Required task. Could you rewrite all of the material below, replacing every "target" with "object" and leaving everything else unchanged?

Records.
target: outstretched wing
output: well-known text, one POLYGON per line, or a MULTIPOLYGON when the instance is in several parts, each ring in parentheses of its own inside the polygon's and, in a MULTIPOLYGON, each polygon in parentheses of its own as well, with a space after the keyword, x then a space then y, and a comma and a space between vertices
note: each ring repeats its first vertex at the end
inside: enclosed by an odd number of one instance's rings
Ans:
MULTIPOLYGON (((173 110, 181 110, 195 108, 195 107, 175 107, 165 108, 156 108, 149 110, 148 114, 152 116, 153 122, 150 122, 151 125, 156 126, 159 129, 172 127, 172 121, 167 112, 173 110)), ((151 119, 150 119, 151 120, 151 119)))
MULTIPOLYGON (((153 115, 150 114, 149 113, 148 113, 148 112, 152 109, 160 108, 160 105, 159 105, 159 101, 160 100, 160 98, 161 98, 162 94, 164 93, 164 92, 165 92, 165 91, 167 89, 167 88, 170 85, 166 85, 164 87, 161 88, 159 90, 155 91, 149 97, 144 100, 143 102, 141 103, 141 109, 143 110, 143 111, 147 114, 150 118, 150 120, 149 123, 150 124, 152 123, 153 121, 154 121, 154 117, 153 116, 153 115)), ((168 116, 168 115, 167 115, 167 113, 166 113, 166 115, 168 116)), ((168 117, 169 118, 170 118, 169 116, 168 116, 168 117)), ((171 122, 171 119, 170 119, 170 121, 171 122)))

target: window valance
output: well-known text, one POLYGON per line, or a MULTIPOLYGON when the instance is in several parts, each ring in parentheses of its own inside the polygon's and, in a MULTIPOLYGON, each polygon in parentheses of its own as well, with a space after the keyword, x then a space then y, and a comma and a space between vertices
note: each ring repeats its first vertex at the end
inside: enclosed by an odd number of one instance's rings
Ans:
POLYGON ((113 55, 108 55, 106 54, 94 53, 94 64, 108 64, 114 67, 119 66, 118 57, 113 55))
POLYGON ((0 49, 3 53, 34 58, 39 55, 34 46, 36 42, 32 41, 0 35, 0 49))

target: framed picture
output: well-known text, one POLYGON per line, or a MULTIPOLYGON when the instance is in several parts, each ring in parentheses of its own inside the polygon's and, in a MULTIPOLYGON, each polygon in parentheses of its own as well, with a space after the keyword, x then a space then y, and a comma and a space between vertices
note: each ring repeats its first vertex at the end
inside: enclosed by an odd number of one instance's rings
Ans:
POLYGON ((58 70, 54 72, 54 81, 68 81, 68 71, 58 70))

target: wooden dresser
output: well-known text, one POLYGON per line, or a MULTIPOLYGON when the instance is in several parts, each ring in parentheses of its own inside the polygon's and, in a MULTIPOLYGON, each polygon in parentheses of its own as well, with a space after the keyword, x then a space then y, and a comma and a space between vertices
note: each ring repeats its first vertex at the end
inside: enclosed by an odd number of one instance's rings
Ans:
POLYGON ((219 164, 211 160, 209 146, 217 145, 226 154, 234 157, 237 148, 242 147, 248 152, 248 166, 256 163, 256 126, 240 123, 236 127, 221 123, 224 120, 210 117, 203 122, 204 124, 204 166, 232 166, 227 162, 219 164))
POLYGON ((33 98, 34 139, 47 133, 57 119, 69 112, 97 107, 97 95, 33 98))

The result.
object: outstretched wing
output: well-known text, one POLYGON per line, or a MULTIPOLYGON when the instance is in several parts, each ring in parentheses of its own inside the polygon's and, in a MULTIPOLYGON, each polygon in parentheses of its own as well, with a space after the keyword, x then a space then y, and a comma and a space between vertices
note: each ring repeats its first vertex at the end
inside: enclosed by an odd number of one instance's rings
Ans:
MULTIPOLYGON (((173 110, 181 110, 195 108, 195 107, 175 107, 165 108, 156 108, 149 110, 148 114, 152 116, 153 122, 150 122, 151 125, 156 126, 159 129, 172 127, 172 121, 167 112, 173 110)), ((151 119, 150 119, 151 120, 151 119)))
MULTIPOLYGON (((153 115, 150 114, 149 113, 148 113, 148 112, 152 109, 160 108, 160 105, 159 105, 159 101, 160 100, 160 98, 161 98, 162 94, 164 93, 164 92, 165 92, 165 91, 167 89, 167 88, 170 85, 166 85, 164 87, 161 88, 159 90, 155 91, 149 97, 144 100, 143 102, 141 103, 141 109, 143 110, 143 111, 147 114, 150 118, 150 120, 149 123, 150 124, 152 123, 153 121, 154 121, 154 117, 153 116, 153 115)), ((168 116, 168 115, 167 115, 167 113, 166 113, 166 115, 168 116)), ((168 117, 169 118, 170 118, 169 116, 168 116, 168 117)), ((171 122, 171 119, 170 119, 170 121, 171 122)))

object: window valance
output: well-known text, one POLYGON per line, or a MULTIPOLYGON when the instance is in several parts, each ring in parentheses of its own inside the polygon's and, in a MULTIPOLYGON, each polygon in parentheses of its own as well, with a space after the keyword, x then a space then y, and a comma and a space between vertices
note: each ring repeats its first vertex at the end
inside: enclosed by an odd number of one instance's rings
Ans:
POLYGON ((113 55, 108 55, 106 54, 94 53, 94 64, 108 64, 114 67, 119 66, 118 57, 113 55))
POLYGON ((0 49, 3 53, 34 58, 39 55, 34 46, 36 42, 32 41, 0 35, 0 49))

object: framed picture
output: well-known text, one POLYGON per line, or a MULTIPOLYGON when the instance is in several parts, each ring in parentheses of its own inside the polygon's and, in a MULTIPOLYGON, each polygon in parentheses of its own as well, with a space after the keyword, x then a space then y, and a comma and a space between vertices
note: each ring repeats its first vertex at the end
inside: enclosed by an odd number of one instance's rings
Ans:
POLYGON ((58 70, 54 72, 54 81, 68 81, 68 71, 58 70))

object: wooden dresser
output: well-known text, one POLYGON per line, or a MULTIPOLYGON when the instance is in several parts, each ring in parentheses of its own inside the polygon's and, in a MULTIPOLYGON, each polygon in parentheses of its own as well, with a space after the keyword, x then a space then y, and a comma and a space between vertices
note: each ring repeats its first vertex at the end
inside: enclosed by an odd number of one instance's rings
Ans:
POLYGON ((219 164, 211 160, 209 146, 217 145, 226 154, 234 157, 237 148, 242 147, 248 152, 248 166, 256 163, 256 126, 240 123, 236 127, 221 123, 224 120, 210 117, 203 122, 204 124, 204 166, 232 166, 227 162, 219 164))
POLYGON ((33 98, 34 139, 47 133, 57 119, 69 112, 97 107, 97 95, 33 98))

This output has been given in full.